**Required work:** Return, from the lines below, each one that includes the word "coordinates".

**Working data:**
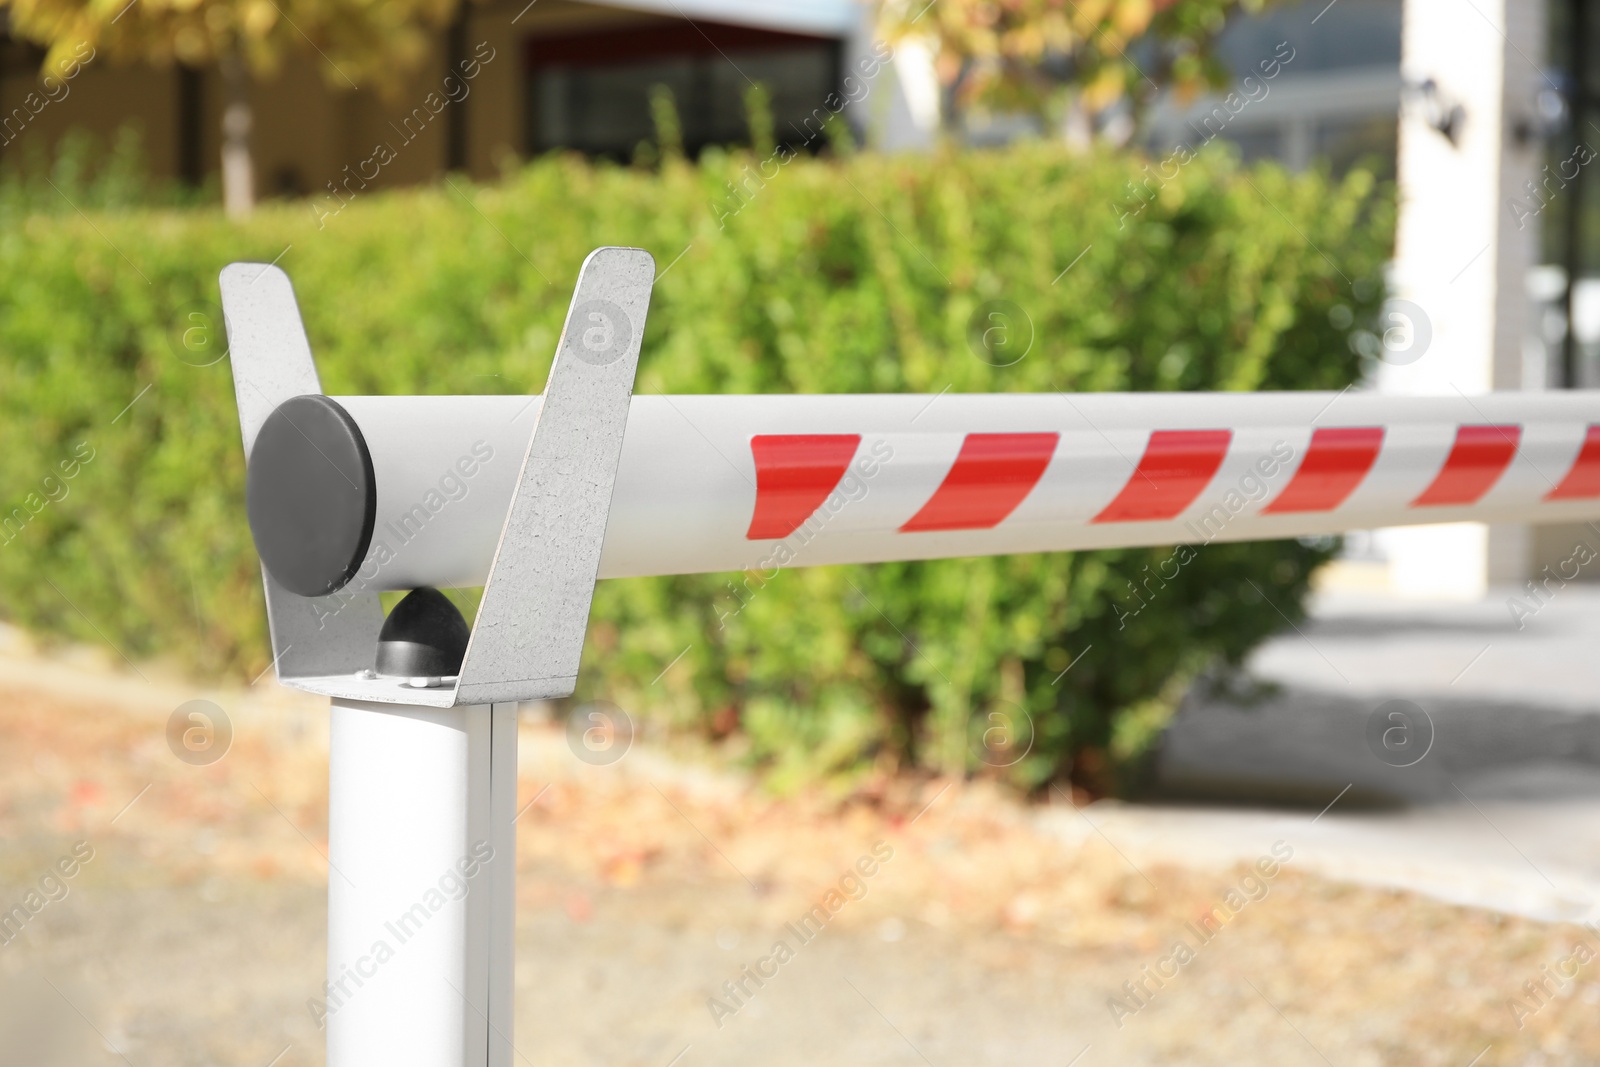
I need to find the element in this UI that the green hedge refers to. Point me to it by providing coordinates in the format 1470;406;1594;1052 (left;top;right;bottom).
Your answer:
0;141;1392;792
--
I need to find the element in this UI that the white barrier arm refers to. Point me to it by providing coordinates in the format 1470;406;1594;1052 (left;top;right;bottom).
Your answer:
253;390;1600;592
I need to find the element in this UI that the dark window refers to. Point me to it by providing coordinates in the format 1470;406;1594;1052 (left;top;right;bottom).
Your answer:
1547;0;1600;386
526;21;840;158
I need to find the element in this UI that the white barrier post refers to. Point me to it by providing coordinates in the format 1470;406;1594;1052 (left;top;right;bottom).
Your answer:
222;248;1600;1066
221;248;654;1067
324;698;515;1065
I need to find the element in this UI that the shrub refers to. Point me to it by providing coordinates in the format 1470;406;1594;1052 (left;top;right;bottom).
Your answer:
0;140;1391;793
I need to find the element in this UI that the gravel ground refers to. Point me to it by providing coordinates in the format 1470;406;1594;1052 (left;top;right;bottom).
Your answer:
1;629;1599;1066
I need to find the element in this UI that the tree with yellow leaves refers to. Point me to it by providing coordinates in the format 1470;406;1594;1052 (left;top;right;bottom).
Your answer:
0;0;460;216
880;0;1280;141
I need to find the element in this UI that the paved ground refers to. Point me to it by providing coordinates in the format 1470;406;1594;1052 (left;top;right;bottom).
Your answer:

**Written solution:**
I need to find the element in this UI that the green hedge refers to. Point me to it by providing coordinates in the format 1470;406;1594;1052 (left;top;right;bottom).
I need to find the element in this UI that the white barrier arm refers to. Point me to it by providing coordinates in the format 1470;406;1594;1052 (left;top;right;bottom).
I need to find the element in this UI that the dark window refers to. Point me to it by providing coordinates in the format 1470;406;1594;1052 (left;top;right;bottom).
I need to find the element in this UI that the white barrier post refers to. Point me to it by providing coordinates in the format 1470;406;1594;1052 (left;top;right;bottom).
I need to find the element in this UI that the shrub refers to. Point me to it by providing coordinates in the format 1470;406;1594;1052 (left;top;right;bottom).
I need to find the element in this UI that the gravel ground refers to. Point me to it by providing coordinates in the format 1470;406;1594;1052 (left;top;right;bottom).
I need to find the element in this UI that the tree with yellow leaves refers to. Point me to it by providing coordinates in the format 1470;406;1594;1052 (left;top;right;bottom).
I need to find the element in this UI that the paved ground refers to. Point me to it by providing coordinates in the format 1470;406;1594;1052 (left;top;right;bottom).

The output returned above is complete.